**Given request:** Give all the rows below as a JSON list of strings, one string per line, with blank lines left out.

**Provided records:**
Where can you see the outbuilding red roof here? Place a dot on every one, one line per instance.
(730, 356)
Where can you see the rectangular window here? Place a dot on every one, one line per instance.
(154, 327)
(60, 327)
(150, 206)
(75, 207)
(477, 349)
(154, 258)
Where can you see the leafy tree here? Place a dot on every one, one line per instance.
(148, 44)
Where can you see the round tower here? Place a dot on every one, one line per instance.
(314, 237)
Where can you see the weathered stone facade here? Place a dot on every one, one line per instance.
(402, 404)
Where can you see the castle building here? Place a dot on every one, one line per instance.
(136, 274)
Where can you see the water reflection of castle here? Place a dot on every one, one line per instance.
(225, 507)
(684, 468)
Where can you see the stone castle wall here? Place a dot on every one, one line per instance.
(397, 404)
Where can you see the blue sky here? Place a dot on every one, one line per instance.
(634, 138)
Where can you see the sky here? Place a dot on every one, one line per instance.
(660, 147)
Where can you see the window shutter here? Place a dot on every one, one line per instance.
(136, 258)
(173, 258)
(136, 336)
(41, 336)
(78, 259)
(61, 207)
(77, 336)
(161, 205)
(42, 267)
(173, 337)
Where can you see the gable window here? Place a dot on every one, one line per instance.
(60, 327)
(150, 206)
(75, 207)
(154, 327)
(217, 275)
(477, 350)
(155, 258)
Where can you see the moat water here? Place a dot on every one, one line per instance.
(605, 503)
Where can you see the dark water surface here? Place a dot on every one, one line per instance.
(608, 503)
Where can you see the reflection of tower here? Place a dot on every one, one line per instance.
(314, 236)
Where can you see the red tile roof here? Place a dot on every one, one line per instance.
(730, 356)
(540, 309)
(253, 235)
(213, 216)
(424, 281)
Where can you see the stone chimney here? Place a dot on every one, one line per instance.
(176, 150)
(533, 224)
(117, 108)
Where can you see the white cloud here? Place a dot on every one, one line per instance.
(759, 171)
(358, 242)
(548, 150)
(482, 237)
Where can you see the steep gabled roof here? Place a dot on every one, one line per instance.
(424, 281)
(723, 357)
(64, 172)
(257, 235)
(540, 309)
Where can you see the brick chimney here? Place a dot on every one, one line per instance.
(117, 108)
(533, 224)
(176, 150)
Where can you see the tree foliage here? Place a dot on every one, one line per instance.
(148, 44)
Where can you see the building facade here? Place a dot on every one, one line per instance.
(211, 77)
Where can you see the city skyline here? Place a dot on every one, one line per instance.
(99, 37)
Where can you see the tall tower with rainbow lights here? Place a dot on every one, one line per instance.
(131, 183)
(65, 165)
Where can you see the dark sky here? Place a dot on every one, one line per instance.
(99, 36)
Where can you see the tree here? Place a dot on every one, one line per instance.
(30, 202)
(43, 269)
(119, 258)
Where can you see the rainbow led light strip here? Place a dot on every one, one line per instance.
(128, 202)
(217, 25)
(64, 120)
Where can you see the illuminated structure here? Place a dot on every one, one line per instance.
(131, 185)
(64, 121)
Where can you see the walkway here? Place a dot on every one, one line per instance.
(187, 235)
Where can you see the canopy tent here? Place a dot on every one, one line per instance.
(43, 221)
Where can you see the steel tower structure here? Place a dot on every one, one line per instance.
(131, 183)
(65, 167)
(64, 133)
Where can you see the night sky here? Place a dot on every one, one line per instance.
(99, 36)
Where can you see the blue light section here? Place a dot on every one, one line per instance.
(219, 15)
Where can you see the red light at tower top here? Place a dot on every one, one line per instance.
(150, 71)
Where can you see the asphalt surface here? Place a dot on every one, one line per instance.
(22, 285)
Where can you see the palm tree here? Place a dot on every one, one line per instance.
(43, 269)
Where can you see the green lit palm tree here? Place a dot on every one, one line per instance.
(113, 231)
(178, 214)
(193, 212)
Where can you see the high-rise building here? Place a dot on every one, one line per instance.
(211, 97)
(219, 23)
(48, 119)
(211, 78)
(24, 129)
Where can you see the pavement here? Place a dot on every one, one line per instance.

**Exercise result:**
[
  "Where can you see the outbuilding red roof here? Place a dot on every one, one line per instance.",
  "(730, 356)",
  "Where can you see the rectangular window here? Place a dot on every one, one line per instance.",
  "(154, 327)",
  "(60, 327)",
  "(150, 206)",
  "(75, 207)",
  "(477, 349)",
  "(154, 258)",
  "Where can you see the leafy tree here? Place a dot on every one, one line per instance.",
  "(148, 44)",
  "Where can you see the round tower here? Place a dot on every one, one line per instance.",
  "(314, 237)",
  "Where can you see the weathered stone facade here? Place a dot on every one, one line per instance.",
  "(402, 404)",
  "Where can you see the castle building here? Place a dot on every one, one line per instance.",
  "(136, 274)",
  "Where can you see the water reflection of castle here? Place a dot on every one, one line per instance.",
  "(225, 507)",
  "(684, 468)",
  "Where can you see the stone castle wall here? Place a dot on every one, one line per instance.",
  "(397, 404)",
  "Where can you see the blue sky here? Place a dot on every one, one line per instance.",
  "(634, 138)",
  "Where can you see the sky here? Place a dot on every one, one line per instance.",
  "(660, 147)",
  "Where can you see the window shutter here? Place a dot on every one, one line per instance.",
  "(136, 258)",
  "(173, 258)",
  "(136, 336)",
  "(41, 336)",
  "(78, 259)",
  "(61, 207)",
  "(77, 336)",
  "(161, 205)",
  "(42, 267)",
  "(173, 337)",
  "Where can you see the gable window here? Place a dot on every one, one line per instance.",
  "(60, 327)",
  "(150, 206)",
  "(75, 207)",
  "(154, 327)",
  "(217, 275)",
  "(477, 350)",
  "(155, 258)",
  "Where can you see the moat water here? Place a dot on every one, one line per instance.",
  "(605, 503)",
  "Where can you see the dark water surface here? Place a dot on every one, one line per instance.",
  "(608, 503)",
  "Where can you see the reflection of tower here? Place a dot on every one, one line per instance.",
  "(314, 236)",
  "Where can you see the red tile roof here? Place a dot on every one, one line per instance.",
  "(730, 356)",
  "(540, 309)",
  "(253, 235)",
  "(213, 216)",
  "(424, 281)",
  "Where can you see the stone chimney here? Place a dot on every one, one line per instance.",
  "(176, 150)",
  "(533, 224)",
  "(117, 108)",
  "Where can you see the white cloud here? Place a dot on every one, one line per instance.",
  "(759, 171)",
  "(358, 242)",
  "(548, 150)",
  "(482, 237)",
  "Where can you see the steep gabled roof here? Place a dot on every one, one line per instance.",
  "(424, 281)",
  "(723, 357)",
  "(64, 172)",
  "(257, 235)",
  "(540, 309)",
  "Where can you see the brick chimney here? Place a dot on every one, one line per instance.",
  "(117, 108)",
  "(533, 224)",
  "(176, 150)",
  "Where can you see the tree foliage here? Place a dot on every one, one line per instance.",
  "(148, 44)",
  "Where can you see the building facade here? Place a dot on every one, one line per instance.",
  "(211, 77)",
  "Where can you see the city skyline here? Place a dot on every one, one line per instance.",
  "(99, 37)",
  "Where can you see the tall tower with rainbow lights here? Place a dot on every one, one line per instance.",
  "(131, 183)",
  "(65, 165)",
  "Where can you see the dark sky here? Place a dot on every one, one line per instance.",
  "(99, 36)",
  "Where can you see the tree here? Place a dot on every one, one line per instance.",
  "(30, 202)",
  "(43, 269)",
  "(119, 258)",
  "Where can you see the rainbow led light strip here? Place a dot on every one, one line per instance.",
  "(128, 202)",
  "(217, 25)",
  "(64, 120)",
  "Where can you see the illuminated structure here? Place a dot on every one, one line per instance.",
  "(131, 185)",
  "(64, 121)",
  "Where can you see the walkway here? Place a dot on every one, one line per instance.",
  "(187, 235)",
  "Where can you see the canopy tent here? Place a dot on every one, one line per instance.",
  "(43, 221)",
  "Where can you see the steel tower structure here? Place a dot on every one, one line per instance.",
  "(131, 183)",
  "(65, 167)",
  "(64, 133)",
  "Where can you see the night sky here? Place a dot on every one, one line per instance.",
  "(99, 36)",
  "Where can you see the blue light section here? Place a dot on every one, one line per instance.",
  "(219, 15)",
  "Where can you see the red light at tower top here? Place a dot on every one, one line per instance.",
  "(150, 71)",
  "Where can you see the asphalt surface here? Place a dot on every one, one line per instance.",
  "(22, 285)",
  "Where can you see the palm tree here? Place a dot on every one, one line per instance.",
  "(43, 269)",
  "Where can you see the green lit palm tree here? Place a dot on every one, one line per instance.",
  "(113, 231)",
  "(178, 214)",
  "(193, 212)",
  "Where can you see the high-rise building here? Place a dot on every one, one line per instance.",
  "(211, 97)",
  "(219, 23)",
  "(48, 119)",
  "(211, 78)",
  "(24, 129)",
  "Where can you see the pavement here? Place a dot on every one, one line per instance."
]